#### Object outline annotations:
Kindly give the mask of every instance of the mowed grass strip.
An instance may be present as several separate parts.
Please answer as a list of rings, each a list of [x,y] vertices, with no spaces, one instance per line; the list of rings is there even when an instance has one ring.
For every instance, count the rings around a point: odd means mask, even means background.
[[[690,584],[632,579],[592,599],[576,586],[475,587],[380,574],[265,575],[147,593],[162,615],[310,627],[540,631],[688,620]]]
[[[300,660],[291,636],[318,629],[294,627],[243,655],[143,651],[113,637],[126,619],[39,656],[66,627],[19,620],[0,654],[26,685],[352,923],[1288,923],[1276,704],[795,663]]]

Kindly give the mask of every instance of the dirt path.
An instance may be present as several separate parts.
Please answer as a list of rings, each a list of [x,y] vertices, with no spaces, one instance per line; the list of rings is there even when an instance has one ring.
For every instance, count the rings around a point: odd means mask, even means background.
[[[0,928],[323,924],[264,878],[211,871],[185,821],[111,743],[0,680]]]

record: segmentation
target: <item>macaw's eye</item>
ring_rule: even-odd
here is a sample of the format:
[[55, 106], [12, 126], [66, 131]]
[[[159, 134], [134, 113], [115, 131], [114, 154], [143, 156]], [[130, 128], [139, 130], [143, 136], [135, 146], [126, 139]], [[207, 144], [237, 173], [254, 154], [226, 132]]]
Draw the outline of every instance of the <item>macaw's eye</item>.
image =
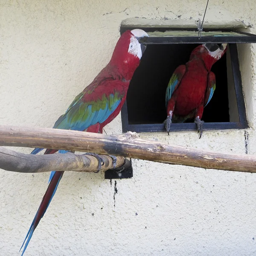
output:
[[220, 50], [221, 51], [224, 50], [224, 47], [223, 47], [223, 45], [222, 44], [218, 44], [218, 45], [219, 46]]

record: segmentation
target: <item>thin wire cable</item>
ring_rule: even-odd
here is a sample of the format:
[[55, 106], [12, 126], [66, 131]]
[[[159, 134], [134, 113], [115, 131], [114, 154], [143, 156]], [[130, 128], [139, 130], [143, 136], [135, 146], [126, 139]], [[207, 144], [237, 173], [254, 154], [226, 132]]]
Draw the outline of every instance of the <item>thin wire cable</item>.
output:
[[203, 17], [203, 21], [201, 22], [200, 19], [198, 19], [197, 20], [195, 21], [195, 24], [198, 26], [198, 39], [201, 38], [201, 34], [202, 31], [203, 31], [203, 24], [204, 23], [204, 17], [205, 17], [205, 14], [206, 13], [206, 10], [207, 10], [207, 7], [208, 6], [208, 4], [209, 2], [209, 0], [207, 0], [207, 3], [206, 4], [206, 7], [205, 7], [205, 10], [204, 11], [204, 17]]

#### Instruction:
Can you copy the records above word for word, starting at the line that contains "Kindly give the mask of every instance of the dirt" and ending after the line that contains "45], [219, 46]]"? Leave the pictures out of your copy.

#### The solution:
Kindly give the mask of every instance of the dirt path.
An instance may be present as several separate parts.
Please answer as a list of rings, each a list of [x,y] vertices, with no spaces, one instance per line; the list of rings is there even when an instance has one ring.
For every instance, count the rings around a point: odd means mask, even means background.
[[[0,928],[323,924],[264,878],[211,871],[185,821],[111,743],[0,680]]]

record: segmentation
target: <item>macaw's eye</item>
ring_rule: even-odd
here is a sample of the format:
[[55, 106], [12, 126], [66, 131]]
[[[159, 134], [134, 113], [115, 131], [114, 154], [143, 156]], [[130, 128], [139, 130], [143, 136], [135, 146], [126, 139]], [[207, 144], [237, 173], [254, 154], [226, 132]]]
Draw the outline of every instance of the <item>macaw's eye</item>.
image =
output:
[[220, 50], [221, 51], [224, 50], [224, 47], [223, 47], [223, 45], [222, 44], [218, 44], [218, 45], [219, 46]]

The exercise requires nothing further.